#### INPUT DATA ####

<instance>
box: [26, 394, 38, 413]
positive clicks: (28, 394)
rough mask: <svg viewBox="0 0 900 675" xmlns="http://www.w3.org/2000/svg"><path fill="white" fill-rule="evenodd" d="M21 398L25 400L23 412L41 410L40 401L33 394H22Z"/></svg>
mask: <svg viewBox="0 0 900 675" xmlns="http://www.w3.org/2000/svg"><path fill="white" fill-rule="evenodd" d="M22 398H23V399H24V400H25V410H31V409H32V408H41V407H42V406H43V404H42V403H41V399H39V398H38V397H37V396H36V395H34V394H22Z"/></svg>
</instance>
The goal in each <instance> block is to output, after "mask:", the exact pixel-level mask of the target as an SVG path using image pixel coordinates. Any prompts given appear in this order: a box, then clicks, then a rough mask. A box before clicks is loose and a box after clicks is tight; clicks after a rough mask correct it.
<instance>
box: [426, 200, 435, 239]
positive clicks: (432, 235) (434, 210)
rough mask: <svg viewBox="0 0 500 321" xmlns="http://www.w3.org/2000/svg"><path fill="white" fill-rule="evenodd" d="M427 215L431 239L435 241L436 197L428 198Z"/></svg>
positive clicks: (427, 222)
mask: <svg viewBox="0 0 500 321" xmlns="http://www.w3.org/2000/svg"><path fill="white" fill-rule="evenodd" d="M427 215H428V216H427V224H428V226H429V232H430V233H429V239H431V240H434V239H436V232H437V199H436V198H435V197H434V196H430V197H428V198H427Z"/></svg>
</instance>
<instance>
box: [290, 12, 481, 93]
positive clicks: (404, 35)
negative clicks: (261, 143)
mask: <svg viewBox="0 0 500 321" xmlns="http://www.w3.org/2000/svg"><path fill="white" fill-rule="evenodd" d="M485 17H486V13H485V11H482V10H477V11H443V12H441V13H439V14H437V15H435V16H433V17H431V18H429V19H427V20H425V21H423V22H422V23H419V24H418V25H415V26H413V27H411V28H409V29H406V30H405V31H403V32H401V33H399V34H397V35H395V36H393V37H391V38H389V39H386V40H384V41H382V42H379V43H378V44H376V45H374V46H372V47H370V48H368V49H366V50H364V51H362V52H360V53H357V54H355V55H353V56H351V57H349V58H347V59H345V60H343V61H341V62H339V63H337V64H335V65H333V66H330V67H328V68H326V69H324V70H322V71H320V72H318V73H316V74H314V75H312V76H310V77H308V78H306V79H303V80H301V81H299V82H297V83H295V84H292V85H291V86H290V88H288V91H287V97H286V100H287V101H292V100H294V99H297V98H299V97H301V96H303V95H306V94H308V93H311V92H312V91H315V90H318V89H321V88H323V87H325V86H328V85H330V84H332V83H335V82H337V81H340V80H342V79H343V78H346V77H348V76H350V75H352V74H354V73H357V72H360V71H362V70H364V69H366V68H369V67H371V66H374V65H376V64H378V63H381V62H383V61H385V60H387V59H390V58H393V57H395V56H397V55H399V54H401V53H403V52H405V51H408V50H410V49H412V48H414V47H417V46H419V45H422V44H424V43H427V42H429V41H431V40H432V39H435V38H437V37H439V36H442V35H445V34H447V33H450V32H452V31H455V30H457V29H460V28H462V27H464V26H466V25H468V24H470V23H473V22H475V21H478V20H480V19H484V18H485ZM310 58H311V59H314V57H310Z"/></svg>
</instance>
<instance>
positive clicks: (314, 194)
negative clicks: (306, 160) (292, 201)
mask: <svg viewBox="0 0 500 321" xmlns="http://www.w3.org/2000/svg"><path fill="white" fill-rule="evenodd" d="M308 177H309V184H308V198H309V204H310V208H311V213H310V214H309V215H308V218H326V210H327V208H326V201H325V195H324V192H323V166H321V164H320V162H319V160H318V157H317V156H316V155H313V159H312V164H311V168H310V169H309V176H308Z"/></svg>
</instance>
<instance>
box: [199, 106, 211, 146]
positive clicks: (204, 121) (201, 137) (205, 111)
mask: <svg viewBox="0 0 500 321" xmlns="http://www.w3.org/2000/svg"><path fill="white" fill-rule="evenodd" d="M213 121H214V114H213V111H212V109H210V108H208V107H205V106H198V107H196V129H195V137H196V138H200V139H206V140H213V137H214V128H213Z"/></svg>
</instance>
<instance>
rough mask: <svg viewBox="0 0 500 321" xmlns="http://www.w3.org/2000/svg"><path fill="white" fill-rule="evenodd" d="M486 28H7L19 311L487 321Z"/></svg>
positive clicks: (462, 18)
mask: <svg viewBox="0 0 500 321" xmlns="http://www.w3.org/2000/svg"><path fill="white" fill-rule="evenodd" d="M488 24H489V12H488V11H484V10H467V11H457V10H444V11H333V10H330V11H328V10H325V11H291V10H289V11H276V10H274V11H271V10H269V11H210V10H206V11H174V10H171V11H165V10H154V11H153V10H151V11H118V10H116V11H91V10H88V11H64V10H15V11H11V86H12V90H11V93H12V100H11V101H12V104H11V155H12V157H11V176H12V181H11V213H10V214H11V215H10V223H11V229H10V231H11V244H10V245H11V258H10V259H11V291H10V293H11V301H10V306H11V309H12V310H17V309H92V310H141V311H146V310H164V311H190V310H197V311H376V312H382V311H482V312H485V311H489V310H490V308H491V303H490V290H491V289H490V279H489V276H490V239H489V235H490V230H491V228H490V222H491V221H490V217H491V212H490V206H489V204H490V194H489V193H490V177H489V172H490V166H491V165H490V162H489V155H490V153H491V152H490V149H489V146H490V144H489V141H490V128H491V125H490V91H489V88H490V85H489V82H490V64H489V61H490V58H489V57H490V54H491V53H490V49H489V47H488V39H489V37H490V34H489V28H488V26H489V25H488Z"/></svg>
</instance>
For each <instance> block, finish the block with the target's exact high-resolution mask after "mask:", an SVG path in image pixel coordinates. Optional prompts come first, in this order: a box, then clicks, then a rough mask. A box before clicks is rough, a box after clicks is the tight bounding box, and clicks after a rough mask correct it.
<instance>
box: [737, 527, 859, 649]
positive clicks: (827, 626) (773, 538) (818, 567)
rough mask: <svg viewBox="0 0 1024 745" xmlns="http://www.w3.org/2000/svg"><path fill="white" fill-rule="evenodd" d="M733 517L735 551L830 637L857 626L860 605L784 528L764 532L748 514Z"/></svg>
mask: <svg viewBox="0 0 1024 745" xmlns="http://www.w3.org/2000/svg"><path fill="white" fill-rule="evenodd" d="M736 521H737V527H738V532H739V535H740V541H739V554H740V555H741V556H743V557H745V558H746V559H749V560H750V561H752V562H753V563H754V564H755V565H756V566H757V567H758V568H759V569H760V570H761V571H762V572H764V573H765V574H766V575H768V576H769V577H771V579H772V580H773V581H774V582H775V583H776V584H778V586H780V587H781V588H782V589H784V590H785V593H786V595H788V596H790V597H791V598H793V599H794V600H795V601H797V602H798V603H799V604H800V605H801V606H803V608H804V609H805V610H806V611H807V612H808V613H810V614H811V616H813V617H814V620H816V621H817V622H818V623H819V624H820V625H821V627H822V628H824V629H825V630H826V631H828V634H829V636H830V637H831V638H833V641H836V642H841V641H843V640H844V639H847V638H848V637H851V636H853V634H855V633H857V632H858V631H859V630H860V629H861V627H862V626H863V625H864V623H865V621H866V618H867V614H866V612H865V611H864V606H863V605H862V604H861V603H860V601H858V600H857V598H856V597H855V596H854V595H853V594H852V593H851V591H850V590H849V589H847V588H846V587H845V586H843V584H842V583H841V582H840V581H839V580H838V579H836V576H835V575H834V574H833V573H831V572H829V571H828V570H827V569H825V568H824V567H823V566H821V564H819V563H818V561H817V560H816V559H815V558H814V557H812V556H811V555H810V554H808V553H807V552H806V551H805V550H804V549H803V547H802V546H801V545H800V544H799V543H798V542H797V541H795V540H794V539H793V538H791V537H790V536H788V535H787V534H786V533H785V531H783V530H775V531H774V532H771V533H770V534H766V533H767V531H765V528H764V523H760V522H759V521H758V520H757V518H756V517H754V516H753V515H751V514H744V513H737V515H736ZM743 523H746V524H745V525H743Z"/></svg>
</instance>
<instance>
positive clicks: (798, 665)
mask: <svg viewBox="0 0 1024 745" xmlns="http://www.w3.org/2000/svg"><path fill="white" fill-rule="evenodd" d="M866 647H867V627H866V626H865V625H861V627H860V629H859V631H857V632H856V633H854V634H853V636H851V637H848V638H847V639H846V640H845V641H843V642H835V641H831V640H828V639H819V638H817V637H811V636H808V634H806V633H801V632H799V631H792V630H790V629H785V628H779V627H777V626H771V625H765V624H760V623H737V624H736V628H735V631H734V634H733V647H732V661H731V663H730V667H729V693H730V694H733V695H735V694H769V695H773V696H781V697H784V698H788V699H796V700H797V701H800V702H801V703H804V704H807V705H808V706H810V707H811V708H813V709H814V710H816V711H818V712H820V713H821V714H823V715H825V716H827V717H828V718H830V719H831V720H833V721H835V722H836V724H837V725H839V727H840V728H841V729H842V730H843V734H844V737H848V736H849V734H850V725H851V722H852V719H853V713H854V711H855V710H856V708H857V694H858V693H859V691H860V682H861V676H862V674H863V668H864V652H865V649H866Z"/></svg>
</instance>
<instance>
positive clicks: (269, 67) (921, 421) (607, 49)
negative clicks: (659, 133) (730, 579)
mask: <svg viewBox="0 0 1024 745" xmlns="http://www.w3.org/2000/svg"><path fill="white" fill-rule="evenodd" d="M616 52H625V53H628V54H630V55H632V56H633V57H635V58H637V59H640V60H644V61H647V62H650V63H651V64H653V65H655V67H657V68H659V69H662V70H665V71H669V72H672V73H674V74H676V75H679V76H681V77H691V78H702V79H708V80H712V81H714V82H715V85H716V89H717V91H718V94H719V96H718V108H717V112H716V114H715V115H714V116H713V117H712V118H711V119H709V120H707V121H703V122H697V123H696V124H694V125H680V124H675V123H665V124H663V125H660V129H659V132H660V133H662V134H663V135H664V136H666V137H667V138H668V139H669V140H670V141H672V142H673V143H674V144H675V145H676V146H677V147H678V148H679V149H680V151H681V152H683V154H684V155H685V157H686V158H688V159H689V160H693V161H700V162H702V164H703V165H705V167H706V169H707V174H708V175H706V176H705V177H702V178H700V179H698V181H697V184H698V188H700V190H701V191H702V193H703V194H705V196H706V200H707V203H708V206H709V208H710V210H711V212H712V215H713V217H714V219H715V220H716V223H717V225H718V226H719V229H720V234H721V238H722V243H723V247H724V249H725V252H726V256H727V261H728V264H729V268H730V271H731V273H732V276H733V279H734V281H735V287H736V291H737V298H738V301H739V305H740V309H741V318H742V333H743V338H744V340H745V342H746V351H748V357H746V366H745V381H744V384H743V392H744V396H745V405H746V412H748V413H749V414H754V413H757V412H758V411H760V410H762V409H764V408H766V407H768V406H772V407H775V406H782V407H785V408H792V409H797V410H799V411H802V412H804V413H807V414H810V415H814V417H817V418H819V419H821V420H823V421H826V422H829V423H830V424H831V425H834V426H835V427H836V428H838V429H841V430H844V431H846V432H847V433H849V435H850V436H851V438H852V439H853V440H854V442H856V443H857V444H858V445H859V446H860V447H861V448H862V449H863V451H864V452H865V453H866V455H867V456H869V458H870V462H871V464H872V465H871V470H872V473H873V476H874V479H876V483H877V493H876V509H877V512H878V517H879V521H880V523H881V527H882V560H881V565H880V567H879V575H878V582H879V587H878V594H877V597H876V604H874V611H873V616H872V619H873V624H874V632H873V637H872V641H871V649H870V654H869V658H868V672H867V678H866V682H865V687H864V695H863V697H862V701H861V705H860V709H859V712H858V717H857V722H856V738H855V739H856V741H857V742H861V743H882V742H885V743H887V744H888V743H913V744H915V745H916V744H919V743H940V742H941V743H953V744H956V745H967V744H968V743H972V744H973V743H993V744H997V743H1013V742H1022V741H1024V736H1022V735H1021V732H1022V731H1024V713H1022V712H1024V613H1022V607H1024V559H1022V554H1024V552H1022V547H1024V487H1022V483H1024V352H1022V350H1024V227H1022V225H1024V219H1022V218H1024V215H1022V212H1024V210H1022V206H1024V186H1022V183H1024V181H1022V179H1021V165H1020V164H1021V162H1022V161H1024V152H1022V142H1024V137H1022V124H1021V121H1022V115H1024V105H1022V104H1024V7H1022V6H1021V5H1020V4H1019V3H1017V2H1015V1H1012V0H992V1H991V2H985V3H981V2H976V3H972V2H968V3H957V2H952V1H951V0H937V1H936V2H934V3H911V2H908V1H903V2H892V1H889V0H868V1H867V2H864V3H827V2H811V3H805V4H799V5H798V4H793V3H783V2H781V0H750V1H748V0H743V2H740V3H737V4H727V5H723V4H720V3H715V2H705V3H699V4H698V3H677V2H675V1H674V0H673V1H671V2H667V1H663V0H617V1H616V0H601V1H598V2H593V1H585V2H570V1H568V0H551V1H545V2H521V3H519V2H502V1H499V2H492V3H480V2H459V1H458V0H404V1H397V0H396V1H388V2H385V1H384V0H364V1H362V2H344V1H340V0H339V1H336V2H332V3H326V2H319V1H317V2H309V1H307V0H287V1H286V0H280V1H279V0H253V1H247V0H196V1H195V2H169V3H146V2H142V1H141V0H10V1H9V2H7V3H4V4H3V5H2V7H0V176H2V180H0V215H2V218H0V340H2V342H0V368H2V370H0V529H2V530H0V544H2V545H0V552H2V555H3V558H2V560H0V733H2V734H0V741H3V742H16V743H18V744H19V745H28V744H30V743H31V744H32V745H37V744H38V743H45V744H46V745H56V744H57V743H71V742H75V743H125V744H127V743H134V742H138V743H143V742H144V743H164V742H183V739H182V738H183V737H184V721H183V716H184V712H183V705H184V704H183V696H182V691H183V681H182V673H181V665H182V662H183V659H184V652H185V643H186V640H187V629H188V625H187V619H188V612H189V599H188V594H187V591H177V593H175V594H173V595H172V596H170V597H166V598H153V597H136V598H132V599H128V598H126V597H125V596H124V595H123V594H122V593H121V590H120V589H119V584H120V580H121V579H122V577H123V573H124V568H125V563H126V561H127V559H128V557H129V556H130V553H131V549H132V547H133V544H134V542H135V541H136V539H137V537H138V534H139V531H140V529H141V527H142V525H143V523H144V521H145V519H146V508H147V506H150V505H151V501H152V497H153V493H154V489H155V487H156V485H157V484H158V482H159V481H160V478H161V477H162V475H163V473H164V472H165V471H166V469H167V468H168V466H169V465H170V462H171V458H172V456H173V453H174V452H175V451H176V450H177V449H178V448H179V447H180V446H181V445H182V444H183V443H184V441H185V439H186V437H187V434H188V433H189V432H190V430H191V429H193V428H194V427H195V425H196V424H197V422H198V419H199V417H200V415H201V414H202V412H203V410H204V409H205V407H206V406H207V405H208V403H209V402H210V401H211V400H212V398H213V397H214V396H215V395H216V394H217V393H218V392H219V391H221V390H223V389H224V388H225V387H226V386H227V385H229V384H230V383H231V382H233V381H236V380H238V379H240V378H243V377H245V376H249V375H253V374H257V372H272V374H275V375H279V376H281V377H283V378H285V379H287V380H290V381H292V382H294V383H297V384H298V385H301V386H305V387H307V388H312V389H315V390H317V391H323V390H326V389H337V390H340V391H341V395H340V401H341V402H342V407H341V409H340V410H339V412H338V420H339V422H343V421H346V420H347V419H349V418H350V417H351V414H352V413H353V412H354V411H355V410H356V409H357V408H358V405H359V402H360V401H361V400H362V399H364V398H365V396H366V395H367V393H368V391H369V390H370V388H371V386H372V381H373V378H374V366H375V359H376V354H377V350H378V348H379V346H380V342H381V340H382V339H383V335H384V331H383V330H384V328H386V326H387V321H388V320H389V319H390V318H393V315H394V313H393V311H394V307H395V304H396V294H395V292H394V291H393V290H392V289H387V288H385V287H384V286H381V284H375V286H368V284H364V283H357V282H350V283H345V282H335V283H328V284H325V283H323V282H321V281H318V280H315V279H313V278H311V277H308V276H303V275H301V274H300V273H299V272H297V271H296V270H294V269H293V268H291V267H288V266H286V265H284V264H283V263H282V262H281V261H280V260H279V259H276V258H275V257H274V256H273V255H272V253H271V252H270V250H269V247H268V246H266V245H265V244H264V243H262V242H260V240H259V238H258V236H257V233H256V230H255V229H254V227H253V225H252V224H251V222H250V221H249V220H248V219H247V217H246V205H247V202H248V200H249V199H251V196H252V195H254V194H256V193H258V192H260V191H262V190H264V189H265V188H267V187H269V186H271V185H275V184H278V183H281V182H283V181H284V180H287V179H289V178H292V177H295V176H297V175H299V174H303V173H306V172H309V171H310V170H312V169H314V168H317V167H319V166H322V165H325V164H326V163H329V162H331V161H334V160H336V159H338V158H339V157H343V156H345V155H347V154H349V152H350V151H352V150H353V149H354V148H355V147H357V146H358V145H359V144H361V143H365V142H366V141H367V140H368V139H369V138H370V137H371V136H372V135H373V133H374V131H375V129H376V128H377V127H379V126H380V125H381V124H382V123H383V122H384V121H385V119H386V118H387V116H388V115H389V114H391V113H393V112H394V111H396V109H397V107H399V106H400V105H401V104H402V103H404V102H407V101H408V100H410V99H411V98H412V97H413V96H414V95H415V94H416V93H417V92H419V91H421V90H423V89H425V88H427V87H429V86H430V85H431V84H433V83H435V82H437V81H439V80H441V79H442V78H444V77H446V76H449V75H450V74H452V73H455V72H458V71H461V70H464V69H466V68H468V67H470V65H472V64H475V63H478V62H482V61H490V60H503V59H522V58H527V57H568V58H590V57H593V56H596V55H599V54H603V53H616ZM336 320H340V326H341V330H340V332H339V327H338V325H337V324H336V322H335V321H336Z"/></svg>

####

* WORK INSTRUCTIONS
In the listing above, find every line with the string "this" and state how many there are, with no other words.

* TASK RESULT
2